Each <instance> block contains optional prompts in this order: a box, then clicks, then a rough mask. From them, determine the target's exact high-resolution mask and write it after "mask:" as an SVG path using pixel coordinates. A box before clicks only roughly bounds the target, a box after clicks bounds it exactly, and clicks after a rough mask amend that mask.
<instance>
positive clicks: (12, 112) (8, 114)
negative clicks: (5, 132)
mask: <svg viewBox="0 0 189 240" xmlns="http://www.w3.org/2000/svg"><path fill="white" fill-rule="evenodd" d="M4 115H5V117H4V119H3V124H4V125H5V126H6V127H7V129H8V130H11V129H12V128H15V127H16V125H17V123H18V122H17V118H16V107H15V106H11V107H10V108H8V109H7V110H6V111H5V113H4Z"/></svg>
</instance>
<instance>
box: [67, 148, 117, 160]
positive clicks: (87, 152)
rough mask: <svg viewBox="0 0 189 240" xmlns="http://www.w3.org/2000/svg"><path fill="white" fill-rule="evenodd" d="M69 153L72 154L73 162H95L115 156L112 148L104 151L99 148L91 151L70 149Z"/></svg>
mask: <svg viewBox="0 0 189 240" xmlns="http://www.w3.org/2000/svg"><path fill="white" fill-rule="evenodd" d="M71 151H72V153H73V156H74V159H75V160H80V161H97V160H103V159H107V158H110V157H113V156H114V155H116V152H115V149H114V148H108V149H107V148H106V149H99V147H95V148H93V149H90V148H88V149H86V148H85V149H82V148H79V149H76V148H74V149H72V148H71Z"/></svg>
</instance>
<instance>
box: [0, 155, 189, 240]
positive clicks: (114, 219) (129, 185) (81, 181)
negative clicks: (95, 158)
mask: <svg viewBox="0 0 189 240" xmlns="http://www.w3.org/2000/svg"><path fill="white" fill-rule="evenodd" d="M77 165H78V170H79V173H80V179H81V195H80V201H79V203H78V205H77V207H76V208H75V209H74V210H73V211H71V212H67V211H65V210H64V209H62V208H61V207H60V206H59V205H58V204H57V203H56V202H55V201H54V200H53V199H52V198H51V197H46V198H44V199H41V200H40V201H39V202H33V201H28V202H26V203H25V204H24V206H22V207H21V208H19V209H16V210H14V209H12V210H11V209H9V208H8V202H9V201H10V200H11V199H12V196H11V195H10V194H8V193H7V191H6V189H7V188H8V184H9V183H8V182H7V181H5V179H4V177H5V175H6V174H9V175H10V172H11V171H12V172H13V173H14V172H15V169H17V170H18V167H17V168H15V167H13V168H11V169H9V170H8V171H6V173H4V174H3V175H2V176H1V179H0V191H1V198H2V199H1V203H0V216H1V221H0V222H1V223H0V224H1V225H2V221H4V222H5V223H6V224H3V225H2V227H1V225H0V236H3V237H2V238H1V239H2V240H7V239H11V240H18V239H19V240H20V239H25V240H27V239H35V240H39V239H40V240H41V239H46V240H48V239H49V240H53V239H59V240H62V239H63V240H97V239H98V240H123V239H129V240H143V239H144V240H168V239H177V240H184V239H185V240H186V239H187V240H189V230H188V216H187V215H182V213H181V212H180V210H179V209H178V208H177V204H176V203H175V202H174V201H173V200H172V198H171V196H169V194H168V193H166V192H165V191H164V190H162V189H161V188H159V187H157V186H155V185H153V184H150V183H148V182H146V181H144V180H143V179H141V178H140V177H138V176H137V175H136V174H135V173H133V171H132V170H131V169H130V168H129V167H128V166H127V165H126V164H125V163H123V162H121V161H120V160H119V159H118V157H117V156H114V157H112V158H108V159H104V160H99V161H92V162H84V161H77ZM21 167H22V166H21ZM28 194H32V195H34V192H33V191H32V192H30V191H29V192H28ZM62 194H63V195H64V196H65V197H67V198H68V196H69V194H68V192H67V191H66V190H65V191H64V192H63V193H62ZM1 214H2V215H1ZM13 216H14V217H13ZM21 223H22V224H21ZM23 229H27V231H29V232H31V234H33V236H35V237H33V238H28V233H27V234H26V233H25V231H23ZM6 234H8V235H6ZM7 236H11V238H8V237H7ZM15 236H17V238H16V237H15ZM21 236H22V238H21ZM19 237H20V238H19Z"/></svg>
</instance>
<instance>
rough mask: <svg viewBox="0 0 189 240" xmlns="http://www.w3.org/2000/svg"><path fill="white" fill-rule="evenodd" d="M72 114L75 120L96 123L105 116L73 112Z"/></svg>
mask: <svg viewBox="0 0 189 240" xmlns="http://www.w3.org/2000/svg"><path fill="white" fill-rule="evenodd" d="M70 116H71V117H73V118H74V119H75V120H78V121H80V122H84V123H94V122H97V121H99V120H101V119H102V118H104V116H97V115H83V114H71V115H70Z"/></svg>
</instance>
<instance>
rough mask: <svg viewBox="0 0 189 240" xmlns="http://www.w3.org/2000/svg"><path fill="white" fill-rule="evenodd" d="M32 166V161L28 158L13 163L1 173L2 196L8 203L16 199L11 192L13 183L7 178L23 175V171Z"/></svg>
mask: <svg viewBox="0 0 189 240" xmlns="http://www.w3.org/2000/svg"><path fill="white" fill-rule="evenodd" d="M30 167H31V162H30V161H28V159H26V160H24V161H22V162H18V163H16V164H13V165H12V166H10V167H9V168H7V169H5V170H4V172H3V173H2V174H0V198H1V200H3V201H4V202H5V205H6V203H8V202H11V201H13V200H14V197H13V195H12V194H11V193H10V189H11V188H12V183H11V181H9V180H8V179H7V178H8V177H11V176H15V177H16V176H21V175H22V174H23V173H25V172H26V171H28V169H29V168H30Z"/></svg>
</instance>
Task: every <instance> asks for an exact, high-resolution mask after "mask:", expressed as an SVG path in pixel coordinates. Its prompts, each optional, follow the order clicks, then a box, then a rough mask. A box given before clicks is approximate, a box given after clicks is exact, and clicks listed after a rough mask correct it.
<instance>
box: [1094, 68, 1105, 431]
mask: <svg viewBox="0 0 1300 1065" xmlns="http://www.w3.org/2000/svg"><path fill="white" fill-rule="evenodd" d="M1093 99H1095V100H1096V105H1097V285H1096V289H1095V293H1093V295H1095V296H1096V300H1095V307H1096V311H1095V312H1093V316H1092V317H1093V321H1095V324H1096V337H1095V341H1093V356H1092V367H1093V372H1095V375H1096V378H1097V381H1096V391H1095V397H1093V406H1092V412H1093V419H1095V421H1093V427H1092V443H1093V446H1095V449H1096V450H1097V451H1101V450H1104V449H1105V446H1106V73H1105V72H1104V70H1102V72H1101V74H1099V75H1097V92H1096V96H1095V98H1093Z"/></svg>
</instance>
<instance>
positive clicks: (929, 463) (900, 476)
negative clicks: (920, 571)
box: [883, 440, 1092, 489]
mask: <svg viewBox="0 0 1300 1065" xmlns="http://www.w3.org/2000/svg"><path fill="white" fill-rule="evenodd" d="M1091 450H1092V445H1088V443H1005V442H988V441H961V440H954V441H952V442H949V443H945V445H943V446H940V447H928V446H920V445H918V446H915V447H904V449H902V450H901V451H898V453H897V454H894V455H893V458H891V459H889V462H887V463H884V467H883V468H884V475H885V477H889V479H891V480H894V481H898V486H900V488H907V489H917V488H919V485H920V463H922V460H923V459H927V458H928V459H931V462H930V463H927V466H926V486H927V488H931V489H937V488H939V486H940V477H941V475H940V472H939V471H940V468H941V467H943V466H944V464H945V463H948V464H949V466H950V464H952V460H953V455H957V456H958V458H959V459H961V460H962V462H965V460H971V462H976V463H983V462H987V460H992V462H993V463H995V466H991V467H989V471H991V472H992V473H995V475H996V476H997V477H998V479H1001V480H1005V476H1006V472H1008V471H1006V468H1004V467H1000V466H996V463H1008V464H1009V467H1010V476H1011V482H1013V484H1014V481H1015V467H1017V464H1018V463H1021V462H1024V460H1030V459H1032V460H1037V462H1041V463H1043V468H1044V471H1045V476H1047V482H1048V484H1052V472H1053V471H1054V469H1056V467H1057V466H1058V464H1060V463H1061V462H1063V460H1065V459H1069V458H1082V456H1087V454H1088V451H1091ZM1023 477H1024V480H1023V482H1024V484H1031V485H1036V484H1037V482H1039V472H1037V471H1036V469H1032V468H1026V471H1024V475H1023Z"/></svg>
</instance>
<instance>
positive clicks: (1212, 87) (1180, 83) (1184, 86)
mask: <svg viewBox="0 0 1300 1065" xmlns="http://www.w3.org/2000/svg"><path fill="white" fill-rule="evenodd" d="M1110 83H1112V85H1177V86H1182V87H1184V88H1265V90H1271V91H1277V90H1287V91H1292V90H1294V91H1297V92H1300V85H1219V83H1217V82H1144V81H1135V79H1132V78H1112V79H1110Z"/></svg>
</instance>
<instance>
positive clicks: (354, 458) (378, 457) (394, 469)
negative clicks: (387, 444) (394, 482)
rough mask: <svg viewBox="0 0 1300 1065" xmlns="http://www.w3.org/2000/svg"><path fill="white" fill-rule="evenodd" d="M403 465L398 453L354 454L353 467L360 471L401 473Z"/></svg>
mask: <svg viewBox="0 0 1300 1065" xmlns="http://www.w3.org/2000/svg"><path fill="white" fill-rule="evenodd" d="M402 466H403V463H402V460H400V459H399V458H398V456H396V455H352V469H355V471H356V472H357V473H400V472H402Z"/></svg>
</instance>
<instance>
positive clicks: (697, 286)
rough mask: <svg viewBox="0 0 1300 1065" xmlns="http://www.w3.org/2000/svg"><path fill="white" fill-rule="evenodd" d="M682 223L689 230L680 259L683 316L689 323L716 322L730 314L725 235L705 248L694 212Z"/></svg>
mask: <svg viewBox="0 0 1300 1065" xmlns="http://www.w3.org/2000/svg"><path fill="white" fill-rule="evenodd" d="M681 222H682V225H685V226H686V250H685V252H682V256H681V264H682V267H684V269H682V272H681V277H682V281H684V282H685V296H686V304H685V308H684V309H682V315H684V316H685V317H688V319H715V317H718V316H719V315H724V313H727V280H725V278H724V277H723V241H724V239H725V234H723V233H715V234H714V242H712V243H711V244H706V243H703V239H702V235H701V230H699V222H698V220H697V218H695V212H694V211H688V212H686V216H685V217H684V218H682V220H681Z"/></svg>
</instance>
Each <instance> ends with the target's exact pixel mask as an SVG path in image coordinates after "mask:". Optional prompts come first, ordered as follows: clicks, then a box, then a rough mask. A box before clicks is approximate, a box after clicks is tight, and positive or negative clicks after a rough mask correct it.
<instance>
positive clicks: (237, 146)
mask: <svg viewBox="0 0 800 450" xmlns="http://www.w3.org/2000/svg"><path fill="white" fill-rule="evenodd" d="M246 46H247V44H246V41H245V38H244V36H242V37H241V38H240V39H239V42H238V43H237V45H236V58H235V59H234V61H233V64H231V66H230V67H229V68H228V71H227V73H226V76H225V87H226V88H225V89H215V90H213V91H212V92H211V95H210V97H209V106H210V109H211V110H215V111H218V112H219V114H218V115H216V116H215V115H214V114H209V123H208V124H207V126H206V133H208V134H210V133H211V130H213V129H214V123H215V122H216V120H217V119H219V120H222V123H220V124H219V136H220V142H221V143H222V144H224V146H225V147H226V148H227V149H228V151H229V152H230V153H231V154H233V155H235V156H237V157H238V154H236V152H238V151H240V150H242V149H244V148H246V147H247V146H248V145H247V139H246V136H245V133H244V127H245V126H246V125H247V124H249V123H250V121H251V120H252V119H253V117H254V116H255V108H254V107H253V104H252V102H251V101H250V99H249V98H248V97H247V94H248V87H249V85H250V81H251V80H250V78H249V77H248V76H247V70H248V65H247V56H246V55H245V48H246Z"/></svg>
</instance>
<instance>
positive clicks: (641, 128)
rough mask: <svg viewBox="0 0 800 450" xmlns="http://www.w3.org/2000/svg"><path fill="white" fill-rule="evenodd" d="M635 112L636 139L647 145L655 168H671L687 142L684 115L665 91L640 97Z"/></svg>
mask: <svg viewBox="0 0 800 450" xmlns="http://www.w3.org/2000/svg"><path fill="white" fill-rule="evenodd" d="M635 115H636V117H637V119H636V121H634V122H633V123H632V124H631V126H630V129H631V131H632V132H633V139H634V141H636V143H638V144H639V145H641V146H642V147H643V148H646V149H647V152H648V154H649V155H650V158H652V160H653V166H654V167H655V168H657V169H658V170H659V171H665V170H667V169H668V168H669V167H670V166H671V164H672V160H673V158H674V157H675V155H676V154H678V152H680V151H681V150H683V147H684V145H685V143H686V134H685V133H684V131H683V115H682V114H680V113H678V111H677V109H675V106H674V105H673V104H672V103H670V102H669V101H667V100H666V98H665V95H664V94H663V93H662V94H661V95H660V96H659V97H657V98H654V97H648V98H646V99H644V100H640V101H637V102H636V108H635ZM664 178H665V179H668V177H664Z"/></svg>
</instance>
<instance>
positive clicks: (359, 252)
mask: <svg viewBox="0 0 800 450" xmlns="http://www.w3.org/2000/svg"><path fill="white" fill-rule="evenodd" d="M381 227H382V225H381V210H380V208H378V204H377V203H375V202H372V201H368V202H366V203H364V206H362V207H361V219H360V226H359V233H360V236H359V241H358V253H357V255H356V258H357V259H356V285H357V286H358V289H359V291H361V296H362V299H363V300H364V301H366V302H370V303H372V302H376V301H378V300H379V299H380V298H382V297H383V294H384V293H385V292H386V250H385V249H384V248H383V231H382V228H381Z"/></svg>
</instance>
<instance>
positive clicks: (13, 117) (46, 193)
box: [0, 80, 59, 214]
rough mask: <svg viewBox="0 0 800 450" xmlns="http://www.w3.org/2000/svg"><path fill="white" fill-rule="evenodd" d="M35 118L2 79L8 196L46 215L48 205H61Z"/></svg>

» About this task:
The line with "positive clicks: (12, 112) (8, 114)" marks the end; reproduce exactly every line from the start of the entries up to it, that line included.

» Result of the task:
Each <instance> block contains optional prompts in this order: a box, then clicks, then a rough mask. From them, determine the target's exact high-resolution mask and write it after "mask:" as an SVG path using pixel coordinates. A box before clicks only roughly bounds the target, a box after clicks bounds it exactly, and clicks after a rough mask amend that mask.
<instance>
positive clicks: (12, 112) (8, 114)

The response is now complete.